--- start of Source data ---
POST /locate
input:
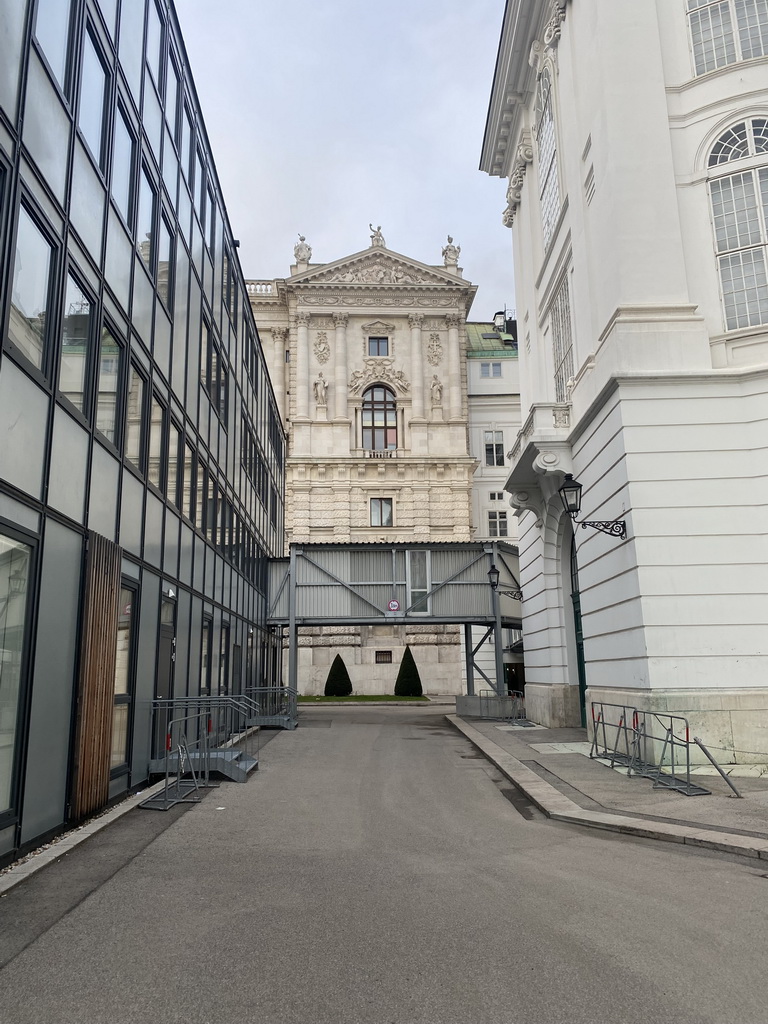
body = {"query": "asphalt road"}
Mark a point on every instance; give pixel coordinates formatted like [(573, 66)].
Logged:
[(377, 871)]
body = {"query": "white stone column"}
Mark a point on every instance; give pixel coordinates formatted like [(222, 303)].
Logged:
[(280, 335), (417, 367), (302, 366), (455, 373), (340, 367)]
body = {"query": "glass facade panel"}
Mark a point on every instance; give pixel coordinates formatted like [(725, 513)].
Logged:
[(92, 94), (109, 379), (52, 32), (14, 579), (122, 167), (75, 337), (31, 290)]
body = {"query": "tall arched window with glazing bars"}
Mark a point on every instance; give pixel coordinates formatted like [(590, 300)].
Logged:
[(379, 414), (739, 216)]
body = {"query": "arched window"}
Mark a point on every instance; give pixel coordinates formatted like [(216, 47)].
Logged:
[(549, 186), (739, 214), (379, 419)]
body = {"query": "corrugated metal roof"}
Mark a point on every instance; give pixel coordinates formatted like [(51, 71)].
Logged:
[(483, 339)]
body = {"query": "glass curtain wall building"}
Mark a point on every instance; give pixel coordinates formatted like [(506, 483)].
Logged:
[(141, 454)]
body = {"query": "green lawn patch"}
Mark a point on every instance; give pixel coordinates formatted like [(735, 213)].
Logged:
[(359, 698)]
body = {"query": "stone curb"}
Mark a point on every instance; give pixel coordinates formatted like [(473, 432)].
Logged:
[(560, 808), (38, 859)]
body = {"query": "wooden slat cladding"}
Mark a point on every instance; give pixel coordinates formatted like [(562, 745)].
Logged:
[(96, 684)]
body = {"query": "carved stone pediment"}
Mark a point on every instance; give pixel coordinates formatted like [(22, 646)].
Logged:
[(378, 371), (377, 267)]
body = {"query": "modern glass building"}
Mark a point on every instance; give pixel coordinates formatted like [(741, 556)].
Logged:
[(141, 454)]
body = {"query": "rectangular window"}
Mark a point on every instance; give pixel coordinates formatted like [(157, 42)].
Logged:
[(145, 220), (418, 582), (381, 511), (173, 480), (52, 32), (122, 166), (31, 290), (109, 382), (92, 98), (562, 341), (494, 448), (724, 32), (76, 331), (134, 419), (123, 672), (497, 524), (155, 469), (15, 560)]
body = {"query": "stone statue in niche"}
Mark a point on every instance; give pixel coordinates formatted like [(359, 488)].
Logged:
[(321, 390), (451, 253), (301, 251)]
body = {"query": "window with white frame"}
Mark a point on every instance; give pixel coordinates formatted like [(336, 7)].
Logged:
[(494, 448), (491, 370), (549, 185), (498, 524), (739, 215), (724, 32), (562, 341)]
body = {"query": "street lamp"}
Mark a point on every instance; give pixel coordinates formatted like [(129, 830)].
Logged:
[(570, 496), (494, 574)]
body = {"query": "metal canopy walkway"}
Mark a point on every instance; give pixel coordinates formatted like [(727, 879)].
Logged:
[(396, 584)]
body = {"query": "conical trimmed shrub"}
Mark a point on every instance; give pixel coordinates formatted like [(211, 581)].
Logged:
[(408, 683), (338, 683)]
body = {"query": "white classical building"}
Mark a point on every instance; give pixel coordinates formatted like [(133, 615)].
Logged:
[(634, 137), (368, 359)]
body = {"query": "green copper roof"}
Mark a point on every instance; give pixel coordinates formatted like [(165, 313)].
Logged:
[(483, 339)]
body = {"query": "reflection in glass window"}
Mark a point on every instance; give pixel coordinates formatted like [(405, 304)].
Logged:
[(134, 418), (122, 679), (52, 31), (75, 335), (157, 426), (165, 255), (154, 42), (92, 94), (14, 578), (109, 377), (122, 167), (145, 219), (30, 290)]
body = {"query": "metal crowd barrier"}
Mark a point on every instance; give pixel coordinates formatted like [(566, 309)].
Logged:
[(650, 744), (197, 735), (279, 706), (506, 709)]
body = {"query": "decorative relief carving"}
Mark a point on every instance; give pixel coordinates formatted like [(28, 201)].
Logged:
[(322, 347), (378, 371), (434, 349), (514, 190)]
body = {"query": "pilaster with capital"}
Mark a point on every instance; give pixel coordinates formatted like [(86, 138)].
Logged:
--- end of Source data ---
Copy the records from the start through the line containing "[(280, 335), (417, 367), (302, 366), (455, 373), (340, 367)]", requests included, and shift every coordinate in the answers by adding 39 to each number. Leave the pictures out.

POST /locate
input:
body = {"query": "asphalt road"}
Mark a point on every instance; give pixel coordinates formatted like [(573, 66)].
Logged:
[(416, 910)]
body = {"query": "white stone column"}
Mark a point on every instance; give pixel coordinates formatted like [(222, 303)].
Logged:
[(319, 374), (456, 406), (341, 405), (494, 412), (379, 406)]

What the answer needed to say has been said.